Which lines of the listing hold the string "below"? Copy those lines.

_EXERCISE DATA_
──────
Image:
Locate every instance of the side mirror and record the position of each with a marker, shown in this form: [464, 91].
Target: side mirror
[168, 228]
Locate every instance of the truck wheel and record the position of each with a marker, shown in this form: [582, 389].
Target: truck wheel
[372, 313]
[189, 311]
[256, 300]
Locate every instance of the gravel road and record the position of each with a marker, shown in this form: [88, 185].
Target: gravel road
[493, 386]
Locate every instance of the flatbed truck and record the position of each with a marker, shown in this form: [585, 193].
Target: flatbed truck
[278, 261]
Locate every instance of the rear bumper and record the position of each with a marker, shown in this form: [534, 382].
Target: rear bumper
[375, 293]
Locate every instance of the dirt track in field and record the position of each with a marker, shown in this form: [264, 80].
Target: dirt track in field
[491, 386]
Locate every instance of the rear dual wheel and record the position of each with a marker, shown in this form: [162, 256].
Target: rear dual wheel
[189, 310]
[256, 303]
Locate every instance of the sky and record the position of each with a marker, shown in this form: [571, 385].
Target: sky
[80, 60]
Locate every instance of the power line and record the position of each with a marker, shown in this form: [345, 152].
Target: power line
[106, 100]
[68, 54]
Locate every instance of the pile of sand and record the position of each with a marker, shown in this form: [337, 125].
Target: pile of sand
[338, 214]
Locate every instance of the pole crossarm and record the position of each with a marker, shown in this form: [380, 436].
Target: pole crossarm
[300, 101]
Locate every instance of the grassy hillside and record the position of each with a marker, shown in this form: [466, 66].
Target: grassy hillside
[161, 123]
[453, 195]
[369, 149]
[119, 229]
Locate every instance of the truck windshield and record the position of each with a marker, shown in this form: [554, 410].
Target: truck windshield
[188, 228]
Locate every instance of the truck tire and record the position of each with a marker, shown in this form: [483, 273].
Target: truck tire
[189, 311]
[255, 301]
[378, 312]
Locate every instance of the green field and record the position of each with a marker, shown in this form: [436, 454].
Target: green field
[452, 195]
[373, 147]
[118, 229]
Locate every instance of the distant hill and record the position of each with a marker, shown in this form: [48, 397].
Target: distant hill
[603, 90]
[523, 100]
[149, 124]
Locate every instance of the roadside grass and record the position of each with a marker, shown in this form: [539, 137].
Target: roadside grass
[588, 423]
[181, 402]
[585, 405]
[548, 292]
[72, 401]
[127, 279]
──────
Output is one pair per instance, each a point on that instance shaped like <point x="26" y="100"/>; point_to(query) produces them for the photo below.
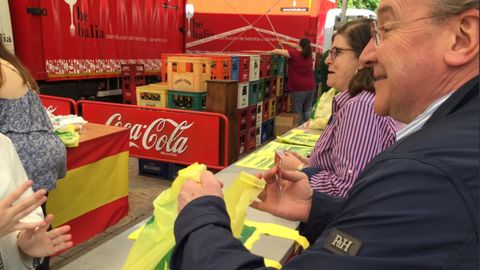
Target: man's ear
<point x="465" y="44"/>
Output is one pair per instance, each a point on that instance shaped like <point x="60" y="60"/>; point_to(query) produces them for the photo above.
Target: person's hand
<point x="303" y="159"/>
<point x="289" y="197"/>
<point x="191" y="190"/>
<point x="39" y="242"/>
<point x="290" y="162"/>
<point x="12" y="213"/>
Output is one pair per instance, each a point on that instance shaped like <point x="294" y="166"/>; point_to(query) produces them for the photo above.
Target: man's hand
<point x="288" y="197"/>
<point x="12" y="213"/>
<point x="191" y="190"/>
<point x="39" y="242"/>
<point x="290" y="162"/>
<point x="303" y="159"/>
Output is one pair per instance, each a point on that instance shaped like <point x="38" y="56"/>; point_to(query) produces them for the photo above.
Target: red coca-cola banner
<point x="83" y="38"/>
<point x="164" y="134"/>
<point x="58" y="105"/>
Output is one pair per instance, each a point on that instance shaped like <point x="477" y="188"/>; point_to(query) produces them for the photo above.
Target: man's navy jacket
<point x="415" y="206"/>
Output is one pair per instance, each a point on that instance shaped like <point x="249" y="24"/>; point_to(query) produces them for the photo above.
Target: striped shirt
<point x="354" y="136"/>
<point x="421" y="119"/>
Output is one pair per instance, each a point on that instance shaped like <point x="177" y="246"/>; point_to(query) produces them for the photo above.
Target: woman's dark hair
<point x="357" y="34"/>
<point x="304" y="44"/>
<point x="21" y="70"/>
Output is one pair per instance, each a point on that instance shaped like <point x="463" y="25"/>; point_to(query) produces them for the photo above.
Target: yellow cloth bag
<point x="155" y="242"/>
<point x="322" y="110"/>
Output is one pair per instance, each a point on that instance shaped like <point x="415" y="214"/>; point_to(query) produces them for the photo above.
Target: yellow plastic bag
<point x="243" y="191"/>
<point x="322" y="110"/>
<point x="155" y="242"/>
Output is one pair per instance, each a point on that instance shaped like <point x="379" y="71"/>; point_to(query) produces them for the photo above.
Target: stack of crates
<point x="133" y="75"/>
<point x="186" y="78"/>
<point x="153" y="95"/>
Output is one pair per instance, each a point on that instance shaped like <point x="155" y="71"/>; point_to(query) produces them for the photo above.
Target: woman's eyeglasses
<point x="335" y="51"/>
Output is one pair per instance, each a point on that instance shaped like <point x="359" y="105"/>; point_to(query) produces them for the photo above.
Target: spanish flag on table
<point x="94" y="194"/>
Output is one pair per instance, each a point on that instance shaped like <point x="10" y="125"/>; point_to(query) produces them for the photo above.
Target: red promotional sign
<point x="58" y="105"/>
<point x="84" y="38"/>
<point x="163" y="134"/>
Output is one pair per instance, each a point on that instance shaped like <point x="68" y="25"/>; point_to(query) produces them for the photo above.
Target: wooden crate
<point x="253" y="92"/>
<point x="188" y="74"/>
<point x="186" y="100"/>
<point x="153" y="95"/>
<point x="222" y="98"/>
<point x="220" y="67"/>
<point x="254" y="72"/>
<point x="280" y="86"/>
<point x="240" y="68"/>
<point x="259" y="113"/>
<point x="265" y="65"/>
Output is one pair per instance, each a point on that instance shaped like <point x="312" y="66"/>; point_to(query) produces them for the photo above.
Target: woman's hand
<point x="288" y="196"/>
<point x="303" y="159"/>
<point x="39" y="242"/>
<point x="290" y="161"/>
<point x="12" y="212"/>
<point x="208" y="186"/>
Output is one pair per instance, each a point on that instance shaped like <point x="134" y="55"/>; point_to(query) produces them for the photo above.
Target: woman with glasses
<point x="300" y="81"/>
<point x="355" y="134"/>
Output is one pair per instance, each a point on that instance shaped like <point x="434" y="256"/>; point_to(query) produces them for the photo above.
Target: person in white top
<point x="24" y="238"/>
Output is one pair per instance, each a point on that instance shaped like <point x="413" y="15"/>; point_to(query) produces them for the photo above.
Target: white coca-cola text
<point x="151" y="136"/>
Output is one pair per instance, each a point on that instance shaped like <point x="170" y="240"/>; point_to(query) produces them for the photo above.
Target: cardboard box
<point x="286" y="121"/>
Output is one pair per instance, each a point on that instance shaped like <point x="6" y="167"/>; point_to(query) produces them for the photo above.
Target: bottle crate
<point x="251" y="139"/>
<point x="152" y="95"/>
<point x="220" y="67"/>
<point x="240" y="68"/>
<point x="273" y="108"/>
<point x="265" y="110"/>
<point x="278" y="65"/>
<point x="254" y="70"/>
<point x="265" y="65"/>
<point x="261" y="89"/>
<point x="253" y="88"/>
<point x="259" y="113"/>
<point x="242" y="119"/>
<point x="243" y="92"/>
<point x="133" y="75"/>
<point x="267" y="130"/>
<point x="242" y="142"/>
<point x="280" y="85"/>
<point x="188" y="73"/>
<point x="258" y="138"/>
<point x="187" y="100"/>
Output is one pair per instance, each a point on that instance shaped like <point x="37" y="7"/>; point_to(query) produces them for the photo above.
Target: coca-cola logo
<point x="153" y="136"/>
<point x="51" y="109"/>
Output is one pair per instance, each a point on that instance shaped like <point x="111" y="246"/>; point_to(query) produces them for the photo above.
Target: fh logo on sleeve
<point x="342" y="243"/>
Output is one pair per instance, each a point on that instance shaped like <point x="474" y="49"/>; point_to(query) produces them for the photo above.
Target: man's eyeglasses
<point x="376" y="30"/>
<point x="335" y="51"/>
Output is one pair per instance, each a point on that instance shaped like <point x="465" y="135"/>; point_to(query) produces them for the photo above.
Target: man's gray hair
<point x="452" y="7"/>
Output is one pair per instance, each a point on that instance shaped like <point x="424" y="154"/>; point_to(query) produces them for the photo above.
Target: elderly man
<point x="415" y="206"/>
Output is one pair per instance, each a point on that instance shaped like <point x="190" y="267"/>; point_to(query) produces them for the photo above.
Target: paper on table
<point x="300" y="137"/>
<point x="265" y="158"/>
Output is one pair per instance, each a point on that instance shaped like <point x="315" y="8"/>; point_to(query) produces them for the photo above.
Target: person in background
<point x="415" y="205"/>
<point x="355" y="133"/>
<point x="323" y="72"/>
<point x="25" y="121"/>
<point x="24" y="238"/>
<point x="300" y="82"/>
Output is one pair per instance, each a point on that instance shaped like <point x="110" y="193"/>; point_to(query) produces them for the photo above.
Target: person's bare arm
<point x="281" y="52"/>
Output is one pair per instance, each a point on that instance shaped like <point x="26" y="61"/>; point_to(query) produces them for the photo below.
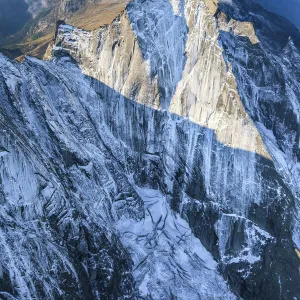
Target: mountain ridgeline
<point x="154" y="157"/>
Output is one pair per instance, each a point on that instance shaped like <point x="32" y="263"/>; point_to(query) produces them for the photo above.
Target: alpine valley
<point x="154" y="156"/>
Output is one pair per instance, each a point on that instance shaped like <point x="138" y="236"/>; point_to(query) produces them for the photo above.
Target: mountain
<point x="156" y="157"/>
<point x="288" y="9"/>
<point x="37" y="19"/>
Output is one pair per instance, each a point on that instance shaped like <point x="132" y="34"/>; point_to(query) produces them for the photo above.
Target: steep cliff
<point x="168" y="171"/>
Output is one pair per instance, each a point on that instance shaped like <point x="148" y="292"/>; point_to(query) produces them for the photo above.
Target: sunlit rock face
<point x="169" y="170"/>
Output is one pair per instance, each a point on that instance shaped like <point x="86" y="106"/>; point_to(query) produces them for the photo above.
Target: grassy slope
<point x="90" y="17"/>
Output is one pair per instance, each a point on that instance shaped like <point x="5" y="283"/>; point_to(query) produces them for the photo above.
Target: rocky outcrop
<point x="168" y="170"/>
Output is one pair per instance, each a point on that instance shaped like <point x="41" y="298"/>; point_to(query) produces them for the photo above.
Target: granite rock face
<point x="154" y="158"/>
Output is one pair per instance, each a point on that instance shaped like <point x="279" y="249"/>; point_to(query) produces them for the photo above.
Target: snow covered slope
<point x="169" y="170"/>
──────
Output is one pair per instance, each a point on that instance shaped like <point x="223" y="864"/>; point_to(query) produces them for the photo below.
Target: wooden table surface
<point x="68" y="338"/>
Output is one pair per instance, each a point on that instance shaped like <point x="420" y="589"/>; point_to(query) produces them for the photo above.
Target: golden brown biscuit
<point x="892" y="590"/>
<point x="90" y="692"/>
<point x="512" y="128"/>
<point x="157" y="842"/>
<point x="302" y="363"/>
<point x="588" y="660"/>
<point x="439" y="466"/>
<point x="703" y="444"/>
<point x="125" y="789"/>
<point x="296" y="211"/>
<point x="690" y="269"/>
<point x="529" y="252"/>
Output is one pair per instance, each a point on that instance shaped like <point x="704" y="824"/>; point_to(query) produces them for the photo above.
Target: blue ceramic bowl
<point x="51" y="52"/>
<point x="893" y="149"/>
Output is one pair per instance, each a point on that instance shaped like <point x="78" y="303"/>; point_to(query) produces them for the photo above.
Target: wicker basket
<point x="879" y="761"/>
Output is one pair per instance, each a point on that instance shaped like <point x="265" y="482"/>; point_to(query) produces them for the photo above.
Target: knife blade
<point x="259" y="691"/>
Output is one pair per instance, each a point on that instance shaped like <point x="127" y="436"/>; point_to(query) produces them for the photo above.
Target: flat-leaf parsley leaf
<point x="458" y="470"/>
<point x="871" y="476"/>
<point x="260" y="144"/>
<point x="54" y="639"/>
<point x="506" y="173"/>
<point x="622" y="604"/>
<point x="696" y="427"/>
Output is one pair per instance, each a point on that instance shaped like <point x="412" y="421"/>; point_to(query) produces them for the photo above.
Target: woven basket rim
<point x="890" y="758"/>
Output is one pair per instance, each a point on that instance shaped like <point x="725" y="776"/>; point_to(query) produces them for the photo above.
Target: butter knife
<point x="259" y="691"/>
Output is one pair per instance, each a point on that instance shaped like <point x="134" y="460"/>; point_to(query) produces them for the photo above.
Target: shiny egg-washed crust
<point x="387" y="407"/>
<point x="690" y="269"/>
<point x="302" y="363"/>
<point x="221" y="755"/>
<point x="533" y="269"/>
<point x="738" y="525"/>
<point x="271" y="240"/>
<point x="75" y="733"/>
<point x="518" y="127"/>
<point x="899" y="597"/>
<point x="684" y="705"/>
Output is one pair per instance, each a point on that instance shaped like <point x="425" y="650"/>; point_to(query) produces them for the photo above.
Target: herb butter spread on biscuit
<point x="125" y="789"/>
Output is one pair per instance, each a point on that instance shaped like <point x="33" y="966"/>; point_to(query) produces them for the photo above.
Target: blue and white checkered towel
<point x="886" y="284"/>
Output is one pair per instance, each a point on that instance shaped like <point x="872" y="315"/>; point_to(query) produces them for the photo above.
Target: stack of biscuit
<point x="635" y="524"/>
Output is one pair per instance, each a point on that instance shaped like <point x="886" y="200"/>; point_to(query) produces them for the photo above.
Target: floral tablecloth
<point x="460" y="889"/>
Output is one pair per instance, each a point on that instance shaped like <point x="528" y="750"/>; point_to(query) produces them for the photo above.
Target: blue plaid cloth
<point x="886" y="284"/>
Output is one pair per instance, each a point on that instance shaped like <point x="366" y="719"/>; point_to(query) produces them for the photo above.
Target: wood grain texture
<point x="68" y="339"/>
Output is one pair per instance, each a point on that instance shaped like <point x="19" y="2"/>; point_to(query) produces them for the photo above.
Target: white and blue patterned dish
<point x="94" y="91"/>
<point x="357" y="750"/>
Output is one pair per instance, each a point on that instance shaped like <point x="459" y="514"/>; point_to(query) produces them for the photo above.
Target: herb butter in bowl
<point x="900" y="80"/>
──────
_RESULT OF THIS TASK_
Output is one pair per instance, each a point on that instance shaped like <point x="26" y="100"/>; point_to(query) produces them for the photo below.
Output is one pair per instance, each a point on that instance shaped like <point x="26" y="61"/>; point_to(query) produces them for the photo below.
Output is one pair per instance, each a point on that instance shaped like <point x="223" y="864"/>; point_to(query) produces them for the photo below.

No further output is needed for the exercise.